Records for processing »
--- START ---
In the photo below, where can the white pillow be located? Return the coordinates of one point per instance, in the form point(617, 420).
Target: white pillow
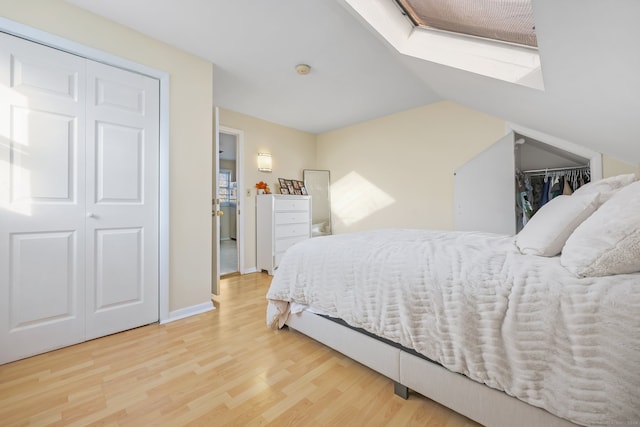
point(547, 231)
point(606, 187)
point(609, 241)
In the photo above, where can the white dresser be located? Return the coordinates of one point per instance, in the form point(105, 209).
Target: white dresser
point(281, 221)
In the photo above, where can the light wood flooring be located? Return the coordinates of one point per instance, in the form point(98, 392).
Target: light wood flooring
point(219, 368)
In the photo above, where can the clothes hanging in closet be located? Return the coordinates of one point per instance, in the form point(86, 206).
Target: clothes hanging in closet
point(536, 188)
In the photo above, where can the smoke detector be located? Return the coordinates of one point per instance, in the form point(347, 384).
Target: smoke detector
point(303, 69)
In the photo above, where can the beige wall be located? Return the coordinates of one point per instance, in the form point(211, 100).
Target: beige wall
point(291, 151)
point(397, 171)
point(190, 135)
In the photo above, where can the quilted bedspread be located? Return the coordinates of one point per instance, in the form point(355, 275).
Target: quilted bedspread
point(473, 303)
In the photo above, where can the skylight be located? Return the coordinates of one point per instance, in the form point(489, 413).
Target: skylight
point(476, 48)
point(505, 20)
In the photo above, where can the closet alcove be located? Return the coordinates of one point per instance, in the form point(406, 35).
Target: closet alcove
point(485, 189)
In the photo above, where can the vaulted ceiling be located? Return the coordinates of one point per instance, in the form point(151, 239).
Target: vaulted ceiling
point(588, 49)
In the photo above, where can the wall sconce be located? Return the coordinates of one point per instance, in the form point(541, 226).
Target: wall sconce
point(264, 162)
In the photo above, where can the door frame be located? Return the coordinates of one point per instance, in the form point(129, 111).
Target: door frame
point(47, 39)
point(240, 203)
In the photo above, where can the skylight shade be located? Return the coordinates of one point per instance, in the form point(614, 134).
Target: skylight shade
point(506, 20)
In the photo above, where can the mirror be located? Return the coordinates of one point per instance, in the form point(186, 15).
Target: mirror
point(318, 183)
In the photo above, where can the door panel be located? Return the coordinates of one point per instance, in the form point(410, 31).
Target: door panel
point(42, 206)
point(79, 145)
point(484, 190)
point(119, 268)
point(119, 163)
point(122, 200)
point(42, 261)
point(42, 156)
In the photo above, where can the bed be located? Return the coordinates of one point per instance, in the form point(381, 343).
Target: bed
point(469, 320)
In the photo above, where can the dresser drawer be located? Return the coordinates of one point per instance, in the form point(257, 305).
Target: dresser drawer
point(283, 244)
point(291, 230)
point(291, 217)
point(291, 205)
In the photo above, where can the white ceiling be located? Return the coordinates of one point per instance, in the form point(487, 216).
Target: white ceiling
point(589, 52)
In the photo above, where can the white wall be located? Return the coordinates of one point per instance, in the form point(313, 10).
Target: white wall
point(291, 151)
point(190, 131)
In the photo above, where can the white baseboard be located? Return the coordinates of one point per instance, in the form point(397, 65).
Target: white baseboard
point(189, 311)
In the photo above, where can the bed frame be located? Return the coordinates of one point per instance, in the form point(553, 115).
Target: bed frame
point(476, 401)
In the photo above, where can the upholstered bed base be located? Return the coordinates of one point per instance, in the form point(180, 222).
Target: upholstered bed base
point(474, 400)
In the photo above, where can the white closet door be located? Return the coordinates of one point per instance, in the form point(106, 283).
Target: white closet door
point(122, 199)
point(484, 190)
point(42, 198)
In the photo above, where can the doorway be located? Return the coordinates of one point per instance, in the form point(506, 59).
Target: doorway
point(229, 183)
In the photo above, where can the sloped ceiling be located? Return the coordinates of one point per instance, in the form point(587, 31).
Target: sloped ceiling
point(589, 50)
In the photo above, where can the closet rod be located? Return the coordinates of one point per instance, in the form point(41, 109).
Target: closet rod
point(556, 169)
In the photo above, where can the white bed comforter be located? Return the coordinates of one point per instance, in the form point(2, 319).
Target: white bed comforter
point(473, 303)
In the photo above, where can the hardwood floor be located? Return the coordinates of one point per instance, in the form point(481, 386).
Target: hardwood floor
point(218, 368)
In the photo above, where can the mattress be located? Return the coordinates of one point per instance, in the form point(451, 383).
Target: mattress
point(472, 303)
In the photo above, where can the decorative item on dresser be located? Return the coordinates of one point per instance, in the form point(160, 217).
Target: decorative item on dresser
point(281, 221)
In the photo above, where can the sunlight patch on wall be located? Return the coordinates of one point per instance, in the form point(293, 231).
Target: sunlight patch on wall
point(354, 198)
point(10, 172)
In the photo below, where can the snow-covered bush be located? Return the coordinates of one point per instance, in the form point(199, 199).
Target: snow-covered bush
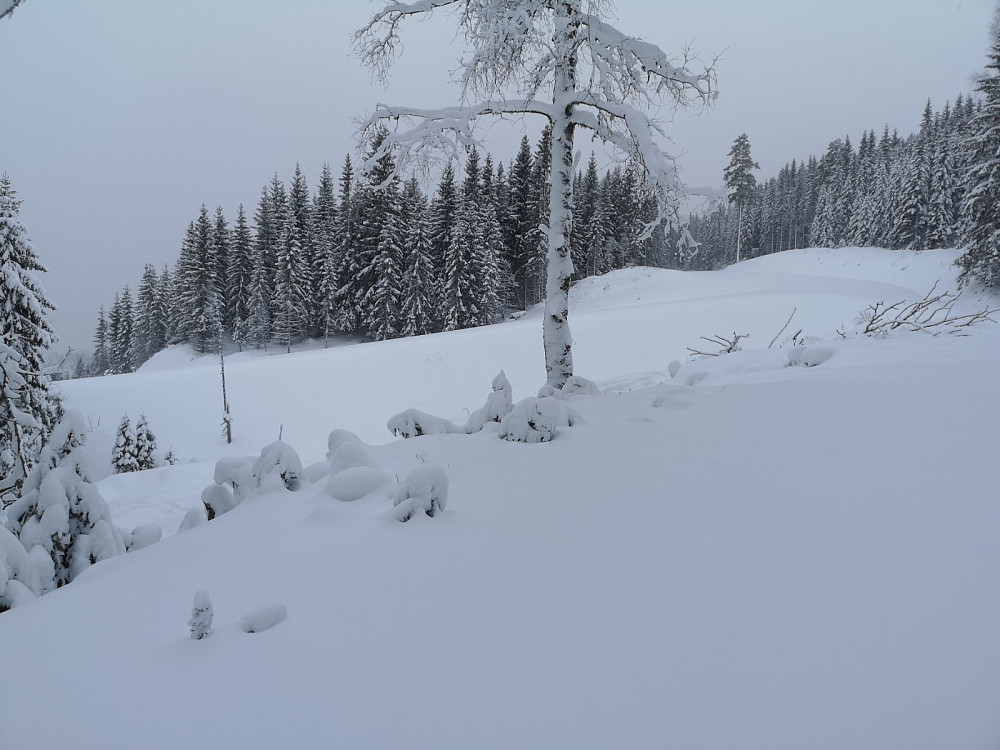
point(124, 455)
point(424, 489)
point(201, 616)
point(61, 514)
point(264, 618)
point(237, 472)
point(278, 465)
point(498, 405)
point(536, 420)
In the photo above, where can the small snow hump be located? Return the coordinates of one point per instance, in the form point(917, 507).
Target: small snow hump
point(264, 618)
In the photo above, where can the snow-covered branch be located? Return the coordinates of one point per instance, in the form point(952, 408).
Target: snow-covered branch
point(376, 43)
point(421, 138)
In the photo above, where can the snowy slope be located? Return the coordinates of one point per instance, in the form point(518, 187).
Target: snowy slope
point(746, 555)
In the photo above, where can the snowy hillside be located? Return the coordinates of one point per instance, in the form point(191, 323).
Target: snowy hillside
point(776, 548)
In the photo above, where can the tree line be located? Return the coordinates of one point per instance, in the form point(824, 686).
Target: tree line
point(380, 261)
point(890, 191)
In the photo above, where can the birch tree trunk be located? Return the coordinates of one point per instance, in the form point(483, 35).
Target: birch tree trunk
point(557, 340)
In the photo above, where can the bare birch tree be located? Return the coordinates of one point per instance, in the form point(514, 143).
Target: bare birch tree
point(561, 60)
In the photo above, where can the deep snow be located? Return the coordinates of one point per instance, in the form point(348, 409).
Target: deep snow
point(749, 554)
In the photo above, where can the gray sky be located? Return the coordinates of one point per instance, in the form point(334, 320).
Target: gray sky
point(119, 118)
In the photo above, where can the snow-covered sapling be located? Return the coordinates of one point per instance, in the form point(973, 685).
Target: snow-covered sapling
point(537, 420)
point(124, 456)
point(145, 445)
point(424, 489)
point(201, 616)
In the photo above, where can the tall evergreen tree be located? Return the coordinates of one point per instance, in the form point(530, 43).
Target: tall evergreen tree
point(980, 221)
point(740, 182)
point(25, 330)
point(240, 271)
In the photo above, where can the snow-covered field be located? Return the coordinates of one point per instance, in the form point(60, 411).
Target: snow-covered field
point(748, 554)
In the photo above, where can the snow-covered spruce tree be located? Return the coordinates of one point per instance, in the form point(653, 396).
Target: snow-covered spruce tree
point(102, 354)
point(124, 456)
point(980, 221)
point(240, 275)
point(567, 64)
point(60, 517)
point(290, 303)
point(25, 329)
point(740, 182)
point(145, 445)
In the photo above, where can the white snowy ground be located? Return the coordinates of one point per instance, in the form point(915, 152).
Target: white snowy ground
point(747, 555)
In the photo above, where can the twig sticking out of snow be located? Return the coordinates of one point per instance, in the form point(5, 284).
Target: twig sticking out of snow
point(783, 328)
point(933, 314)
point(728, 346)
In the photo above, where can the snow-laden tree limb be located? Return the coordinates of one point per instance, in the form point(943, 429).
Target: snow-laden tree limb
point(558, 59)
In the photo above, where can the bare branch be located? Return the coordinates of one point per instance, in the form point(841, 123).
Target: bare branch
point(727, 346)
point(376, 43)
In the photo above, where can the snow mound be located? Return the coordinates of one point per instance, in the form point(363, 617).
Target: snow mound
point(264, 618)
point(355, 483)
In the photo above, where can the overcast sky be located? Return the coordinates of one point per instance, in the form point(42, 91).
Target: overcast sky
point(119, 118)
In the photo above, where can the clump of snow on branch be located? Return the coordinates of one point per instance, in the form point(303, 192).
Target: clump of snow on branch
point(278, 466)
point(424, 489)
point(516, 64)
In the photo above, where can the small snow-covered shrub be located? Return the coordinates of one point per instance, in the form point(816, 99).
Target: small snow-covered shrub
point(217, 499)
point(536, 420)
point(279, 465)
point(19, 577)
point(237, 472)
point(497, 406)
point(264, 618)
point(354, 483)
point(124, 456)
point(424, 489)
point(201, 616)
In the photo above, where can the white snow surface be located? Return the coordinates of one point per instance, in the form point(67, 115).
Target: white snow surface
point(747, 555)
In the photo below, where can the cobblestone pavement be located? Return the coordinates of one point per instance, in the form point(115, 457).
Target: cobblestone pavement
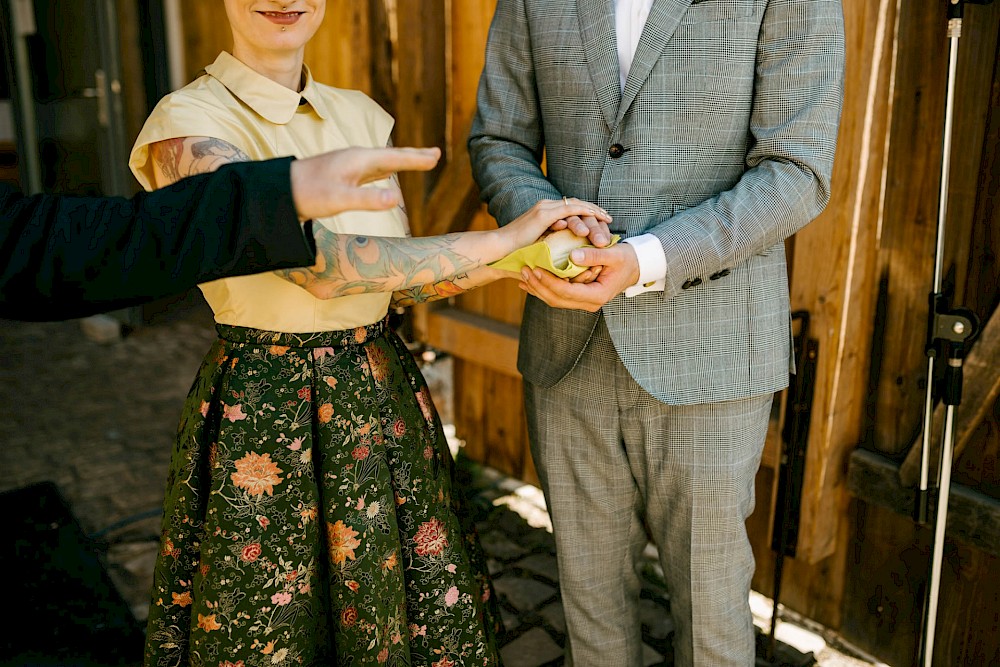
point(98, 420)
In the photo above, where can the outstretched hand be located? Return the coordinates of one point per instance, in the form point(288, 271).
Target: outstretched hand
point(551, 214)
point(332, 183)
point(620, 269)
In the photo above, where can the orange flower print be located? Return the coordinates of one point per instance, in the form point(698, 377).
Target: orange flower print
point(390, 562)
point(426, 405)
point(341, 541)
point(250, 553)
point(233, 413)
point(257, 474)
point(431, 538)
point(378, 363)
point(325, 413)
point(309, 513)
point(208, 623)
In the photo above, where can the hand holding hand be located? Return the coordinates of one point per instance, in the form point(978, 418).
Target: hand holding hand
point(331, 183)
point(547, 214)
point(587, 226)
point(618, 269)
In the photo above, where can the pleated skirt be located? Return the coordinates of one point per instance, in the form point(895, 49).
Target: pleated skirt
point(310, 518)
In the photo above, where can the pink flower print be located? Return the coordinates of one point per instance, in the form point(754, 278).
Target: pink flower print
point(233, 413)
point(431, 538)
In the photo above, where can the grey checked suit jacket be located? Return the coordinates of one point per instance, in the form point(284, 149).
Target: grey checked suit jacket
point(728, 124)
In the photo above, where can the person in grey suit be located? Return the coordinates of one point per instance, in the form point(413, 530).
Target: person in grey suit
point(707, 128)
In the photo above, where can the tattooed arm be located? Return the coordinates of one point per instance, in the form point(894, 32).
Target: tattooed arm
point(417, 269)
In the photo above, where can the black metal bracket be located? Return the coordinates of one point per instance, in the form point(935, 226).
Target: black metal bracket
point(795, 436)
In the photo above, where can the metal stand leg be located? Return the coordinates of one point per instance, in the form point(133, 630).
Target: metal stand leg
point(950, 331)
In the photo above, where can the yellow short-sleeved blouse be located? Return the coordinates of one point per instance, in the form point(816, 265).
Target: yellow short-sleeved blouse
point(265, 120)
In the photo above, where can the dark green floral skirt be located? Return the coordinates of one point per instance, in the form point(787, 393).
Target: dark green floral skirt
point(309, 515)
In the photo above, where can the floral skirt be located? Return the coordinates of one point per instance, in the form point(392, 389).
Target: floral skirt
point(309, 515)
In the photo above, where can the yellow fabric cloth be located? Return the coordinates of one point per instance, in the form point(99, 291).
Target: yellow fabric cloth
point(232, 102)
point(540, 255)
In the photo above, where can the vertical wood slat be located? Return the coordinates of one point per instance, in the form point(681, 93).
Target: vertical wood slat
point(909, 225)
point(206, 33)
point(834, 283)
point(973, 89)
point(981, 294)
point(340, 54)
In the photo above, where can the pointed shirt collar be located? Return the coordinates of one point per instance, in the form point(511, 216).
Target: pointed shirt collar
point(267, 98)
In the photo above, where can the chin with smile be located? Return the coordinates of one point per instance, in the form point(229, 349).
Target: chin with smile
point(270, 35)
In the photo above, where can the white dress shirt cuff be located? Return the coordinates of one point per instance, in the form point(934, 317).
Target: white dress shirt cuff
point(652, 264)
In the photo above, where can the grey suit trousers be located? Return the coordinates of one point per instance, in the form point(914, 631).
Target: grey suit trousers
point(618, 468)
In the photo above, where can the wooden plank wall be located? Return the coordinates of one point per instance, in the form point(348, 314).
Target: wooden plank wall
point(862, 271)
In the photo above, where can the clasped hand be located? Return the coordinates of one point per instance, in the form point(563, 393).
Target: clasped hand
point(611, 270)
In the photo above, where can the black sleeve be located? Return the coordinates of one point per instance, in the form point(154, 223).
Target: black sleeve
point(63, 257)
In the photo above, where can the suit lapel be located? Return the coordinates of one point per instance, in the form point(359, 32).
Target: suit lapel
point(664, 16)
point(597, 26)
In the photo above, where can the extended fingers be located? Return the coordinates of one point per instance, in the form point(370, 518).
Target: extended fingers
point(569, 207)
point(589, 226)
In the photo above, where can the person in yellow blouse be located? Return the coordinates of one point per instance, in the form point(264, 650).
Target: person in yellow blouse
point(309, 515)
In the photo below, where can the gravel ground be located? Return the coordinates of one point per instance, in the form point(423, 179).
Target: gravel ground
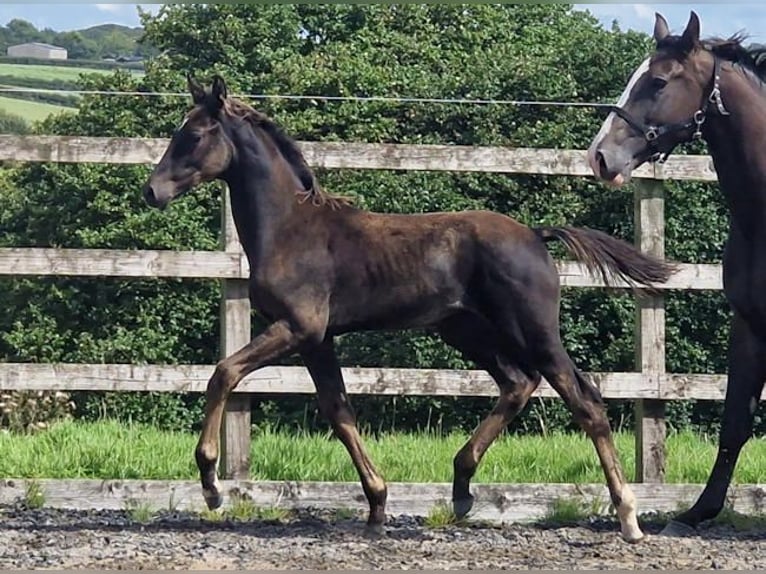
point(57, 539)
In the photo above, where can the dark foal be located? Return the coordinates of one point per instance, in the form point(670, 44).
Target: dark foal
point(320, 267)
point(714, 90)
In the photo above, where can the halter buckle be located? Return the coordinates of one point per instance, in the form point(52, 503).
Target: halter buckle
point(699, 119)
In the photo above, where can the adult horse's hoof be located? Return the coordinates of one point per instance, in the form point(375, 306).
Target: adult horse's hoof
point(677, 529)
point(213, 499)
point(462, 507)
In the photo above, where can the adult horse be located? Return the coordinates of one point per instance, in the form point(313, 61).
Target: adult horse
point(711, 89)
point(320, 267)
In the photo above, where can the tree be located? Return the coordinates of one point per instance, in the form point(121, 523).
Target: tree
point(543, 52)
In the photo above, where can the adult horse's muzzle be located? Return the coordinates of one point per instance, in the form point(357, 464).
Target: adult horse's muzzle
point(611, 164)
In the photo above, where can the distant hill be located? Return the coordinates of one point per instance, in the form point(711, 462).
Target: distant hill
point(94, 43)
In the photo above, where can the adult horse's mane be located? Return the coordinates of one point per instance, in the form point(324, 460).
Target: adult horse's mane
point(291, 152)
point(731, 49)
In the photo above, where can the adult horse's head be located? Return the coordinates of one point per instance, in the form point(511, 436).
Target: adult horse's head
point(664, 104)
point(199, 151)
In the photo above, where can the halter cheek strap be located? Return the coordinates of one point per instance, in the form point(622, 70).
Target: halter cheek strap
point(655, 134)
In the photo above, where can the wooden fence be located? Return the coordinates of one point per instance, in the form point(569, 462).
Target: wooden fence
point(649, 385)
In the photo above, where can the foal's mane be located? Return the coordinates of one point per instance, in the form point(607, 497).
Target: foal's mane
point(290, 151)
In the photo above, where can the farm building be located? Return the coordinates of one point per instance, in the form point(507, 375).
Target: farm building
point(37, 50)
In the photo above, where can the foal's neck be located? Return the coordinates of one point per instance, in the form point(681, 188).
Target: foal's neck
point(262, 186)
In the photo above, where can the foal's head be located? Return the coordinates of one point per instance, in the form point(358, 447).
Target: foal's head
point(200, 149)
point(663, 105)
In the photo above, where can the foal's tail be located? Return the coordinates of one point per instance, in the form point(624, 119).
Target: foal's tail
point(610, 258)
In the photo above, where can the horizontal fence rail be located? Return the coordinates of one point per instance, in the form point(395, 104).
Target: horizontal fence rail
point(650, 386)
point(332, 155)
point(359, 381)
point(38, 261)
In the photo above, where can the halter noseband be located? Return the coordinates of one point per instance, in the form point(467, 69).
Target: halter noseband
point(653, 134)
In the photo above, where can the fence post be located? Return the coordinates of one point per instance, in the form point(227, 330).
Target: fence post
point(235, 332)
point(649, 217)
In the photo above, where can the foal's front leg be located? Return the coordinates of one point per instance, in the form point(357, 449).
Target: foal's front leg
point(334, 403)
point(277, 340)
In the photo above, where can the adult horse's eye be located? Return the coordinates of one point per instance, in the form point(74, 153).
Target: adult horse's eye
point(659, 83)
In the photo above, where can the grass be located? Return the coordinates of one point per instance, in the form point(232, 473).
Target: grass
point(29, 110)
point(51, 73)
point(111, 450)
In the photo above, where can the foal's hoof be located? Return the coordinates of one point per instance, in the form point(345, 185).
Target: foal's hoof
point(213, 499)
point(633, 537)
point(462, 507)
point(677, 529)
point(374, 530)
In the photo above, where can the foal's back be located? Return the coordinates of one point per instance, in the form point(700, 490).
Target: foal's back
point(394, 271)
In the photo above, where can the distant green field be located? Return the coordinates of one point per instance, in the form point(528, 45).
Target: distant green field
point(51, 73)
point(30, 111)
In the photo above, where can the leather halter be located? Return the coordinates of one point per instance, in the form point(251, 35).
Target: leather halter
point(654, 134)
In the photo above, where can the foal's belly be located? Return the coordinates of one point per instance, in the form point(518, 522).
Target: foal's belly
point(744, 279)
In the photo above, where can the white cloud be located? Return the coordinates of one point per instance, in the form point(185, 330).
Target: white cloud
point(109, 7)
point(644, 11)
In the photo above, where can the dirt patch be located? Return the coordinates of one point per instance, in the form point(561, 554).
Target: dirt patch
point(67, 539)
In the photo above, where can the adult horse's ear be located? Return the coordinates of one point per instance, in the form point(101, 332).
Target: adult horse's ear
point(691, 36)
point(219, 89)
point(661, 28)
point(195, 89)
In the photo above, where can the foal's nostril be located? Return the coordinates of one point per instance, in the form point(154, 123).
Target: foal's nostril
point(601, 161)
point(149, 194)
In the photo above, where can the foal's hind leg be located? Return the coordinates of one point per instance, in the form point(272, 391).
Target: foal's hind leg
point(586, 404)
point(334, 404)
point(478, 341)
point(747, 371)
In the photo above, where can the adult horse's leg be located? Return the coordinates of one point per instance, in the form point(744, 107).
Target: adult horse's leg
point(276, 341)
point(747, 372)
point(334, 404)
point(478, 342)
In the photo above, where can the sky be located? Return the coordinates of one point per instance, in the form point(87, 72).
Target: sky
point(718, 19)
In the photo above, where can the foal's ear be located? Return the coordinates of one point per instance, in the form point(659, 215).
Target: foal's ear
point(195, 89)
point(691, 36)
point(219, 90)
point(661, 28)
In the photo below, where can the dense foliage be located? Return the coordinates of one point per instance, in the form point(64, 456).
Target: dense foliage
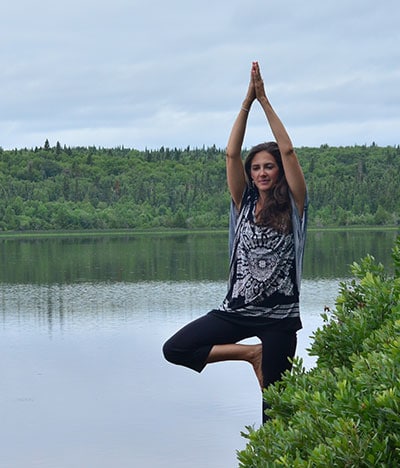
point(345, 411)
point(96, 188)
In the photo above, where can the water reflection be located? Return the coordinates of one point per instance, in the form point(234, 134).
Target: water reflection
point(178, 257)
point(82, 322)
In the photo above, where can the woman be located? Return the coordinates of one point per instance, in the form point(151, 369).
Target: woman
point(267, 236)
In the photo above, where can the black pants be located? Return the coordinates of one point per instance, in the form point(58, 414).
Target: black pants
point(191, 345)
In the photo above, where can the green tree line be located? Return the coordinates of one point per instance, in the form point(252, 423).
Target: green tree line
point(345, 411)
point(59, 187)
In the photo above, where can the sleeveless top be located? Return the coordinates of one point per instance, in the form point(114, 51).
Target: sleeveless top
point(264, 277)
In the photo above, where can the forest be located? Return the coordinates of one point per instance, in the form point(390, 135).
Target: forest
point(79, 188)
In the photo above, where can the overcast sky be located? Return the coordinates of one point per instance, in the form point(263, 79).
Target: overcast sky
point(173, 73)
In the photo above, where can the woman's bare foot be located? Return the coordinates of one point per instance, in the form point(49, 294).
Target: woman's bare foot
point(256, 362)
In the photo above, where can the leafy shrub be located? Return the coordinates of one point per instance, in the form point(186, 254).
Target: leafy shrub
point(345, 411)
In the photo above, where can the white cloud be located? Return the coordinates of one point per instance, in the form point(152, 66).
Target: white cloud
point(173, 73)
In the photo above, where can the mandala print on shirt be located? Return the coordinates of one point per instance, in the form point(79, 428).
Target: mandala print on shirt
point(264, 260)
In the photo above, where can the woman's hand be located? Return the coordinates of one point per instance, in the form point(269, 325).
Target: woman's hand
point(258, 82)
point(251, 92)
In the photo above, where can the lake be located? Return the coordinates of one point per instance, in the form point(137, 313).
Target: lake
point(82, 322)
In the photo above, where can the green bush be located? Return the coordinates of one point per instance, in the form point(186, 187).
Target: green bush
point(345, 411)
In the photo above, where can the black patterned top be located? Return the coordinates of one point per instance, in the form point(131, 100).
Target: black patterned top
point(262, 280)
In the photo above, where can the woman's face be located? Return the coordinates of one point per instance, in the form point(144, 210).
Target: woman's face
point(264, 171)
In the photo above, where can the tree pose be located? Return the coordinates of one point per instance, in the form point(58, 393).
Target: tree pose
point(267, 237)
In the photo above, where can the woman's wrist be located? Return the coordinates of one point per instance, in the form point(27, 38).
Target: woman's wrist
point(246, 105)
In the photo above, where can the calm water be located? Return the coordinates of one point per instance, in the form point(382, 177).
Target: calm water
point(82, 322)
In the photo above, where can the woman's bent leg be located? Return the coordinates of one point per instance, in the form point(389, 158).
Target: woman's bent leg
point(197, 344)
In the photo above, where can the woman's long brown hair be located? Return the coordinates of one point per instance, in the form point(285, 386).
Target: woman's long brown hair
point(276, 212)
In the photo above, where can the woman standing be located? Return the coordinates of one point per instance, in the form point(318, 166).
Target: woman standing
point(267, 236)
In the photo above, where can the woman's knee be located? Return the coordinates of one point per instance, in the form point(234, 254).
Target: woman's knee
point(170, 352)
--- END ---
Instructions for the task »
Among the records, find all lines that include the string "below" and return them.

Answer box »
In the photo below, where can the white pillow be located? Return the coordinates of one point per instance, in the form point(617, 420).
In the photo below, where can the snow-covered bush be located? Return the coordinates of one point per instance, in the form point(199, 199).
In the photo below, where can the cobblestone pavement be located? Return the coordinates of one point per instance, in the form point(115, 457).
In the photo below, where can the gravel ground be located? Return the coordinates of one point per instance, in the form point(423, 179).
In the photo below, where can the dense foliage be located? Return the coordinates of one point per instance, in the form point(64, 456).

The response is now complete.